### GIVEN REQUEST
Output all records precisely as written.

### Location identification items
--------------------------------

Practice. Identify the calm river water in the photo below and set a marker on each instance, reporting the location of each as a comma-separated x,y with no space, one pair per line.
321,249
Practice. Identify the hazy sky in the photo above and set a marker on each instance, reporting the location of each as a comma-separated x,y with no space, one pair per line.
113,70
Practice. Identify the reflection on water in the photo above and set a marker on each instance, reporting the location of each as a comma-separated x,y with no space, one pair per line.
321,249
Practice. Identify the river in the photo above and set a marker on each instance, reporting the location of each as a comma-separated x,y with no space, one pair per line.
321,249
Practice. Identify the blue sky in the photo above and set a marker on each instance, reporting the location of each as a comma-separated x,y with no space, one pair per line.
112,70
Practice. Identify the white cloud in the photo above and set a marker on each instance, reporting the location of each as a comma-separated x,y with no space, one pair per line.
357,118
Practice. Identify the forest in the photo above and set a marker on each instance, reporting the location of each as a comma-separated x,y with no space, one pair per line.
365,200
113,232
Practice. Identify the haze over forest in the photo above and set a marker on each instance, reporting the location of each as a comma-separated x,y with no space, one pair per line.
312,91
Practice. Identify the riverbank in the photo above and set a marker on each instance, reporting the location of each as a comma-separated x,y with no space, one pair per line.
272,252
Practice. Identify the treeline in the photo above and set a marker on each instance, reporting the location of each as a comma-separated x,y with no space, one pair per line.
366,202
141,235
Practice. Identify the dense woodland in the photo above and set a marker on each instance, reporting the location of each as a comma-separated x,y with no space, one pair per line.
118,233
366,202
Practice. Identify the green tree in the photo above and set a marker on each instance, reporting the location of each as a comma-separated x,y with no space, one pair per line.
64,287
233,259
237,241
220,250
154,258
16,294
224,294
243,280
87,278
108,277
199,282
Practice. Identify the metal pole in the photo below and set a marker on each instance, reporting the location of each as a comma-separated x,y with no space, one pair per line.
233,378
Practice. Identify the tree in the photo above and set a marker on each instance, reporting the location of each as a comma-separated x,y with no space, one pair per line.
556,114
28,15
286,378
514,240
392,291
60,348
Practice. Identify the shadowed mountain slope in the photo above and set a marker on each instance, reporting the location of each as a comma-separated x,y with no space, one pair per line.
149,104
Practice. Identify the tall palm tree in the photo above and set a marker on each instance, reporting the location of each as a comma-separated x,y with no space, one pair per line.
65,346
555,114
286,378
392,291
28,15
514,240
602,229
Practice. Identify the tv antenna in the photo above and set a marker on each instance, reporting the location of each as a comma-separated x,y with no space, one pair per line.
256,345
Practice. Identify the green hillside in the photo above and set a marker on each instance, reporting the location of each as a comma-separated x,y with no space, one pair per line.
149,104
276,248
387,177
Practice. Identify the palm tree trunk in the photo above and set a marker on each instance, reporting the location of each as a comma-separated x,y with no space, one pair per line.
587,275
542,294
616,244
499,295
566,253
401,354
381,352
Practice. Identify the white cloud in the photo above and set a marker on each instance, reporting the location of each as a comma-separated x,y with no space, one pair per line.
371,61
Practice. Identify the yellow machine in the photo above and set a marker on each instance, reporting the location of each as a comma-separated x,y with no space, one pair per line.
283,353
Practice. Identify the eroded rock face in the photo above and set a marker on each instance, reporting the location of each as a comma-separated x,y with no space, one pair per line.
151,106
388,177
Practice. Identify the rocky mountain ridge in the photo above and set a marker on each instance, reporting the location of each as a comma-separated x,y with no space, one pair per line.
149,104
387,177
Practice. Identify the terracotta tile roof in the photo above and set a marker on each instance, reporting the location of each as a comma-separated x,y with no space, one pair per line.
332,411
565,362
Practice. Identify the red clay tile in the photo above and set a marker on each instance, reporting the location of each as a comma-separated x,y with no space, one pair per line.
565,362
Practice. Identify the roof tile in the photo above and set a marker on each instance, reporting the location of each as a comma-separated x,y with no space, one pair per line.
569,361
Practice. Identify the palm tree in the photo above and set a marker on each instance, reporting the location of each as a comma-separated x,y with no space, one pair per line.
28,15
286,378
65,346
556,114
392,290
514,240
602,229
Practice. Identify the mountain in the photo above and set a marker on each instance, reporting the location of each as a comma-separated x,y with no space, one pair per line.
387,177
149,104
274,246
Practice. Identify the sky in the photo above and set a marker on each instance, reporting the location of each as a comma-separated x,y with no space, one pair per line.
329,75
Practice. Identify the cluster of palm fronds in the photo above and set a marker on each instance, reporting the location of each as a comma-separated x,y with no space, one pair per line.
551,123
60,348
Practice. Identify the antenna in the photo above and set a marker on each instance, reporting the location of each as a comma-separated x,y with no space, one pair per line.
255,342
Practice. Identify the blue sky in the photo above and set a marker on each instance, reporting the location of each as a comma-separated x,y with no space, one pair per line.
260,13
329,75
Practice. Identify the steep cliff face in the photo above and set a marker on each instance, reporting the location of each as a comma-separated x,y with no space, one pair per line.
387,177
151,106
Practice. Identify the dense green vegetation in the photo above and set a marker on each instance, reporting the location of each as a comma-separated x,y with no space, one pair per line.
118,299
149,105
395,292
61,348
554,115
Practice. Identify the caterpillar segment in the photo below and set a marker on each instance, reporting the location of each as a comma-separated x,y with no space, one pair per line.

--------------------------------

### RESPONSE
Practice. Identify the calm river water in the photo below and set a marker on each instance, reporting the location of each as a comma-separated x,y with no space, one pair per line.
321,249
Practice. Identify the hazy sky in the photo above and set a marker on each instance, reporting the location of each as a comma-separated x,y with no space, one pair per line.
113,70
Practice. Identify the reflection on water in the photo above and set a marker on each instance, reporting the location of each as a comma-separated x,y with no space, one pair per line.
321,249
Practice. Identify the river in the photo above and set a marker on each instance, reporting the location of each as a comma-separated x,y with no space, one pair per line.
321,249
Practice. Identify the blue sky in the photo above and set a marker on each instance, reporting the location of each as a comma-separated x,y with no space, one pair per line.
112,70
Practice. Identify the white cloud in the photo above and set a marker on each instance, reporting the location of each as a comma-separated x,y with no space, one pair per line.
357,118
Practice. Identify the forest in the photo above and set a marker on each instance, reporting the location of each as a comma-separated x,y with no space, one pair per line.
365,200
113,232
Practice. Identify the haze over forest in the photo above and set a marker on each instance, reporting the location of each as a comma-separated x,y with no space, one pair per line.
312,91
Practice. Identify the riverbank in the photo above and set a marker on each instance, reporting the location of each as a comma-separated x,y with no space, one pair per line.
272,252
Practice. Identify the treeline in the photo above and set a marker on each instance, reporting the location of each as a comma-separated x,y with no space, one pair per line.
366,202
141,235
Practice. Identify the dense woodland in the photo above and set a marker on each instance, reporting the location of each as a comma-separated x,y with no space, one pair per line.
118,233
366,202
Practice. Identify the green tree in the photo above and set a marker on each instance, reporting the location of each as a comma-separated x,y with no space, one pair per line.
64,287
233,259
237,241
220,250
154,258
16,294
224,294
243,280
87,278
108,277
199,282
Practice. Identify the metal pole in the photo below and set a marker on each instance, reporting the location of each as a comma-separated x,y with no space, one pair per line.
233,378
Practice. Identify the tree in the photo above and set a marker on each instance, reporting the location of each as a comma-separated x,y with no space, one pair per line.
556,114
28,15
286,378
514,240
392,291
60,348
Practice. Identify the shadowed mountain slope in the photo above and set a marker on each instance, reporting the location of each as a comma-separated x,y with no space, one pair per line.
149,104
Practice. Identify the tall palm tree in the photo above and set a marker on each instance, reporting the location of each as a comma-separated x,y with no space, one pair per line.
65,346
555,114
286,378
392,291
28,15
514,240
602,229
Practice. Identify the tv antenna in the photo above and set a marker on each instance, reporting the location of each as a comma-separated x,y with no space, one pair per line.
256,345
Practice. Identify the green hillside in the photo above and set a marker on each instance, reporting the location of each as a comma-separated x,y with no space, one pair per line.
149,104
276,248
387,177
Practice. Identify the palm tree trunk in the photo above and set a marker on each instance, reporting the location of each as a comma-separated x,y with no space, one pair per line.
587,275
542,294
616,244
499,295
566,253
401,354
381,352
Practice. Identify the white cloud in the photo above and set a marker on each instance, reporting the location of each as a comma-separated x,y with no space, one pair per line.
371,61
Practice. Identify the yellow machine in the photo above and set a marker on each instance, reporting the location of each as a comma-separated x,y with no space, one pair per line.
283,353
Practice. Identify the eroded rock face in the photo above and set a marker on each instance, reporting the location of each as a comma-separated x,y with no space, one pair per line.
151,106
388,177
Practice. Identify the rocky mountain ridge in the photo above and set a marker on each instance, reporting the location of each as a comma-separated x,y with no space, one pair per line.
149,104
387,177
Practice. Identify the terracotta tile roof in the photo above and set a marker on each instance, reporting the location of each as a comma-separated x,y with no space, one pair per line.
332,411
565,362
Practice. Identify the red clay tile in the photo above and set a marker on each instance, reporting the location of each as a comma-separated x,y with no space, one pair per line.
565,362
Practice. Identify the roof tile in the photo above and set a marker on each instance, reporting the location of each as a comma-separated x,y with no space, one pair per line.
569,361
Practice. Identify the palm tree in the photo above and set a marker on each instance, reporting the location of each as a comma-separated x,y with no space, one pair per line.
28,15
286,378
65,346
556,114
392,290
514,240
602,229
Practice. Identify the mountain in the photo above and set a marker on each instance, reporting the location of each as a comma-separated x,y with no space, one pair per line.
387,177
149,104
274,246
Practice. Identify the sky in the photo above and set a marker on each instance, reporting the location of each as a comma-separated x,y with no space, one pair per line.
329,75
Practice. Identify the cluster of palm fronds in the photo above and set a marker on each instance, reporting the location of each as a comma-separated x,y with no space, one pair per line.
551,123
60,348
Practice. Identify the antenna in the photo above and set a marker on each instance, reporting the location of each as a comma-separated x,y with no space, one pair per line.
255,342
Practice. Identify the blue sky in the photo above and set a marker on each instance, reporting the location of each as a comma-separated x,y with no space, one pair per line.
260,13
329,75
Practice. Identify the steep cliff face in the photo above and set a marker on each instance, reporting the location of each as a comma-separated x,y with no space, one pair per line.
387,177
151,106
Practice. Identify the dense green vegetation in the photo above and set a marker on each instance, reporting the location of each as a comma-separated x,y with no space, one pair per line.
118,299
149,105
395,292
61,348
554,115
Practice. Identify the caterpillar segment in the photo below and set a marker on each instance, reporting the location of each as a comma-separated x,y with no space, one pair per line.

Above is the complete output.